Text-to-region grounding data
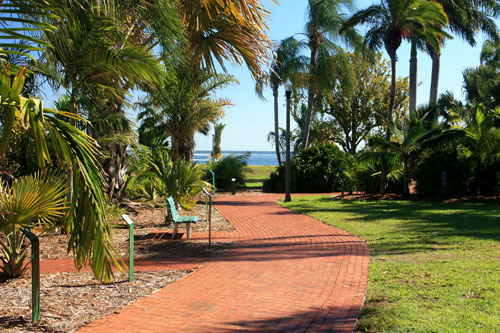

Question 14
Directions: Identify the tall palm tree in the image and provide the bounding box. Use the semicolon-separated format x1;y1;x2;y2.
342;0;449;193
428;0;499;105
300;0;361;149
256;37;304;165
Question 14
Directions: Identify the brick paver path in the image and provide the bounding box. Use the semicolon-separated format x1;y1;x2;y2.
80;194;369;332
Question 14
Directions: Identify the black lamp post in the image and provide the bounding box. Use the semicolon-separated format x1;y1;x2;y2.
284;79;292;202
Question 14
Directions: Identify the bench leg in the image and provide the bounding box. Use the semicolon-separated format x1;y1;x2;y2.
172;224;179;239
186;223;191;239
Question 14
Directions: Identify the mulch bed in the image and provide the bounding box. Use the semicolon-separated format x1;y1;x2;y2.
0;201;235;332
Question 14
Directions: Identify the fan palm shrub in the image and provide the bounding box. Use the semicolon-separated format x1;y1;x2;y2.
0;171;67;278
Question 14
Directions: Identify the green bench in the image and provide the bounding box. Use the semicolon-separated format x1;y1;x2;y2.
166;197;198;239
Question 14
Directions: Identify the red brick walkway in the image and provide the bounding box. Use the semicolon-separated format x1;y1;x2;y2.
80;194;369;332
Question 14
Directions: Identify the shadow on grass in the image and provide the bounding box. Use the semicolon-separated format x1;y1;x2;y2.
287;197;500;256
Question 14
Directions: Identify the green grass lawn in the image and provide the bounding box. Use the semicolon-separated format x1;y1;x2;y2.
282;196;500;332
243;165;276;187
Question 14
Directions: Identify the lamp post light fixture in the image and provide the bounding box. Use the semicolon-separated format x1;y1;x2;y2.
284;79;292;202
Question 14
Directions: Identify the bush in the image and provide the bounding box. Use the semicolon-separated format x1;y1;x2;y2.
205;153;250;190
263;143;353;193
414;146;500;197
414;148;472;196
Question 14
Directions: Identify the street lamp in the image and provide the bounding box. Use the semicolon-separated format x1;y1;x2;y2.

- AIM OF THE EXERCISE -
All records are to be reproduced exactly; the pictures are to be omitted.

- EXERCISE OUTPUT -
Question 14
Directions: Identify the tall palm tree in the image and provide the bounding box. Use the semicolon-separated format x1;y1;x2;y2.
342;0;449;193
428;0;499;105
300;0;361;149
256;37;304;165
Question 14
Directions: Identify the brick paver path in the image and provide the bounding box. Use the semicolon-separated format x1;y1;x2;y2.
80;194;369;332
Question 14
Directions: Identify the black lamp post in the image and provide the bounding box. Use the semicolon-separated format x1;y1;x2;y2.
284;79;292;202
Question 14
Directions: Identify the bench leg in the image and provide the bounding box. Use the semicolon-separated format x1;y1;x2;y2.
172;224;179;239
186;223;191;239
Question 14
Directions: Identify the mulch bed in the image and provide the bounding box. Use the semicolon-separated format x1;y1;x2;y2.
0;201;235;332
Question 14
Directions: Identify the fan palm shrub in the image and provide the bounding box. Use the semicolon-separated format x1;y1;x2;y2.
0;171;67;278
Question 14
Directions: Identify the green bench in the image and provide the bounding box. Use the semicolon-separated format x1;y1;x2;y2.
166;197;198;239
Question 14
Directions: Identify the red brick walkway in the image and provide the bounding box. Use the semicolon-separated format x1;y1;x2;y2.
80;194;369;332
Question 14
Directions: Identify the shadow on grass in the image and provide the bounding box. Use the semicolon-separated format x1;y1;x2;y2.
287;197;500;256
Question 14
Directions: Identify the green grass lawn in the image and provide the bounding box. Use the semicolon-separated format x1;y1;x2;y2.
282;196;500;332
243;165;276;187
Question 14
Directions: Identify the lamp post light fixture in the image and provide the bounding box. Use the semicolon-separated format x1;y1;x2;y2.
284;79;292;202
Question 14
Directions: Identify the bush in the image and provide the bounding box. Use the semicolon-separated format x1;y1;x2;y2.
205;153;250;190
263;143;353;193
414;146;500;197
414;148;472;196
Question 14
Directions: Identify the street lamp in the image and provide the bounding box. Use the semicolon-separated format x1;y1;x2;y2.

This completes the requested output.